(Image point annotation entries)
——

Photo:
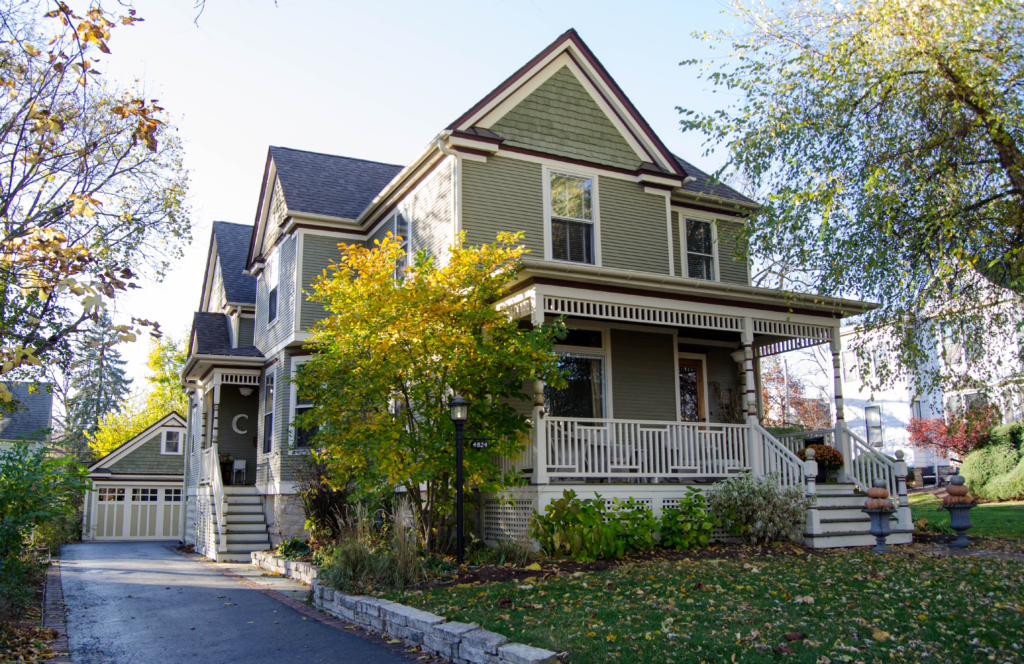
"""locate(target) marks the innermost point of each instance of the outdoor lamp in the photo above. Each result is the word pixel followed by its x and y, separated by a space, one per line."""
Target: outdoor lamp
pixel 459 409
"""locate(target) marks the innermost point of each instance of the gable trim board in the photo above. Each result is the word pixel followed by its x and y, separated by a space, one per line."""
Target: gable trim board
pixel 569 49
pixel 170 421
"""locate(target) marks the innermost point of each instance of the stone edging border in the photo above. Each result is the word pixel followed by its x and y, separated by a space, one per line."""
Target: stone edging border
pixel 53 614
pixel 459 642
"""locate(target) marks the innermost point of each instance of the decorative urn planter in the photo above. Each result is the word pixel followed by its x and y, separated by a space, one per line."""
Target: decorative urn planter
pixel 958 504
pixel 879 507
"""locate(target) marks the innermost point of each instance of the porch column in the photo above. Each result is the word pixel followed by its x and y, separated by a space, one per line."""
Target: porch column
pixel 757 462
pixel 540 436
pixel 842 440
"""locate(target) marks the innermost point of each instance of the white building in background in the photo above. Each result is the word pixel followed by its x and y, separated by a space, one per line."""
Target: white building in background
pixel 882 417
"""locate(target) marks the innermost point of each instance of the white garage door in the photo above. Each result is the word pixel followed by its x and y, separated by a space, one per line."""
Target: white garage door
pixel 137 512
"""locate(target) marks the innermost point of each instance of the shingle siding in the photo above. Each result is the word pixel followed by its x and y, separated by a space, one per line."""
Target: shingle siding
pixel 430 212
pixel 503 195
pixel 634 226
pixel 147 459
pixel 561 118
pixel 643 375
pixel 732 266
pixel 317 253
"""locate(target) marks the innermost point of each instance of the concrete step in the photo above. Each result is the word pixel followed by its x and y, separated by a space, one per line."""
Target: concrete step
pixel 246 538
pixel 232 508
pixel 235 517
pixel 242 500
pixel 834 540
pixel 241 490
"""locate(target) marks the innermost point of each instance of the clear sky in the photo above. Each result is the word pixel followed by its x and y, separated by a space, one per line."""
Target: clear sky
pixel 374 80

——

→ **REQUIREMENT**
Copy all of the entries above word for word, leaving the pictures out.

→ **EXPECTED ANSWER**
Photo:
"""locate(target) marks the innermost point of each instance of the outdoor lamp in the photo above. Each result is the word pixel followed by its x and y, separated by a space, one per line."""
Target: outdoor lamp
pixel 459 409
"""locate(target) marks the innermost point of each instance of the gable trim board in the photo above. Each result is the word pixel followed by its x and y, separated by a space, one per line."""
Target: gable trim board
pixel 569 49
pixel 170 421
"""locate(target) marks the innermost point of each instance of the stone edging border in the photo above. Each result is the word pixel followed by its x and y, separated by a space, one per line."""
Target: stone edging border
pixel 53 614
pixel 459 642
"""locate(target) marks the innermost point of each instance of the decorative urn planter in the photo above. Each result is the word pixel followed by its x and y, separated by a space, one per line."""
Target: decorative urn planter
pixel 958 504
pixel 879 507
"""locate(target) marks the innermost point of each instance of the porch column in the photo above. Each result is the word pixel followed by its x and y, separated by a space, one per line."""
Target: porch column
pixel 757 462
pixel 540 436
pixel 842 440
"""locate(target) marks the innermost point of each instance of the white building in background in the photo above. Each result is the word pixel followed by its x and y, separated by a space, one per line."""
Target: white building in background
pixel 882 417
"""locate(target) marks the innermost point of each instance of the white garage door in the photo above. Each result is the word pixel followed by its x and y, separated by a space, one per line."""
Target: white garage door
pixel 137 512
"""locate(target) marks the innermost point of each instance of the shingle siding in the photo above. Each result is the word pixel followed by its x and y, separated by a space, one per line."""
Target: shingle siding
pixel 430 212
pixel 503 195
pixel 634 226
pixel 147 459
pixel 561 118
pixel 643 375
pixel 732 266
pixel 317 253
"""locate(target) marks the innermost point of each instance of the concrete step in the photo above. Each result is the word pixel followed by its x and y, separated by a space, one per line."""
Target: concrete step
pixel 246 538
pixel 232 508
pixel 235 517
pixel 242 500
pixel 834 540
pixel 241 490
"""locate(target) marks the innermost point of each instance of the clear sky in the photo above. Each result is the word pixel followed by its x and y, separated by a space, one per line."""
Target: clear sky
pixel 374 80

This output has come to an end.